Thought Leadership

December 10, 2020

Release Planning - Part 2: Determining Scope, Resources & Time

In Part 2 we will go into the details for Defining the Scope or what we need to Build, Estimating Techniques, Risk Factors, Resources & Budget, Determining a Team’s Velocity, and Developing your Time Estimates

Executive Summary

This is Part 2 of our Release Planning blog posts series, click here to go to Part 1.

In Part 2 of Release Planning, we will go into the details for:

  • Defining the Scope or what we need to Build:
  • Estimating Techniques - especially in the very beginning when there are many unknowns
  • Risk Factors
  • Resources & Budget
  • Determining a Team’s Velocity
  • Developing your Time Estimates


Scope - What we need to build

While every Development Team would love to know all of the details of what needs to be created or built, before starting the Project; the reality is that in today’s fast changing Business environment this is unrealistic to expect. Developing software is not like building a Bridge or a Tall Office Building. It is a virtual construct that can be changed, reformed, added on to, and modified over time. Granted that some changes are more difficult than others, but Software can still be changed.
::::
- **SHORT PROBLEM A**
Format the entries from the line containing "In the picture above, whereabouts is the dog's" through the end of the entries as a JSON list of strings, one string per line, with blank lines omitted.

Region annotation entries
::::
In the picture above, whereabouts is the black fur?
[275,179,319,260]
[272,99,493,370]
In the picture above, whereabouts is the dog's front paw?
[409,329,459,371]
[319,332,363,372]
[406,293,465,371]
::::
- **SHORT PROBLEM B**
Resume the release planning post from where it stops.

- **FINAL ANSWER A**
[
  "In the picture above, whereabouts is the dog's front paw?",
  "[409,329,459,371]",
  "[319,332,363,372]",
  "[406,293,465,371]"
]

- **FINAL ANSWER B**
So, when Estimating at the beginning of any Project we have those Features that we “Know” of with some level of detail. And we have the “Unknowns” - those Features that will need to be fleshed out, changed or added to the Project, due to changes in the Business or things that the Business did not know or could not have thought of initially.

Known Features (Epic Stories)

At the beginning of a Project and when planning out the Release Schedule, you want to identify at a Feature or Module Level, and where possible as many of the Epics that can be defined.

Example:  

REQUEST FOR QUOTE MODULE

Epic Stories Include:

  • Filtered View of Request For Quotes
  • Request For Quote Form (Header, Detail Line Item, Footer)
  • Kanban Board for Displaying Request For Quote Status
  • Services for Validating & Saving Request For Quotes
  • Submit Request For Quote by eMail
  • Submit Request For Quote by API

Unknown Features - Scope Risk

Examples of Unknown Features:  for the REQUEST FOR QUOTE MODULE above

  • Our major Competitor just came out with a new release and they have the ability to send eMails to a Vendor that they sent a Request For Quote to from within Google Mail, lookup and link the email to the Request For Quote.  Similar to what can be done within Salesforce.  We need this too.
  • The VP of Product Management has decided that they need to have the ability to attach Files and Images to the Request For Quote at both the Footer and the Detail Line Item level.

Both of these were not known initially, but have changed the Scope of the Project. In order to take into account these probabilities, most Agile Project Managers will build into their Estimates for the Release / Project a Risk Buffer. The question is how much does this Risk Buffer need to be?

Factors to Consider:

  • Previous Experience of the Product Management Team / Executives:
  • Do they understand what is required to build Commercial Grade Software?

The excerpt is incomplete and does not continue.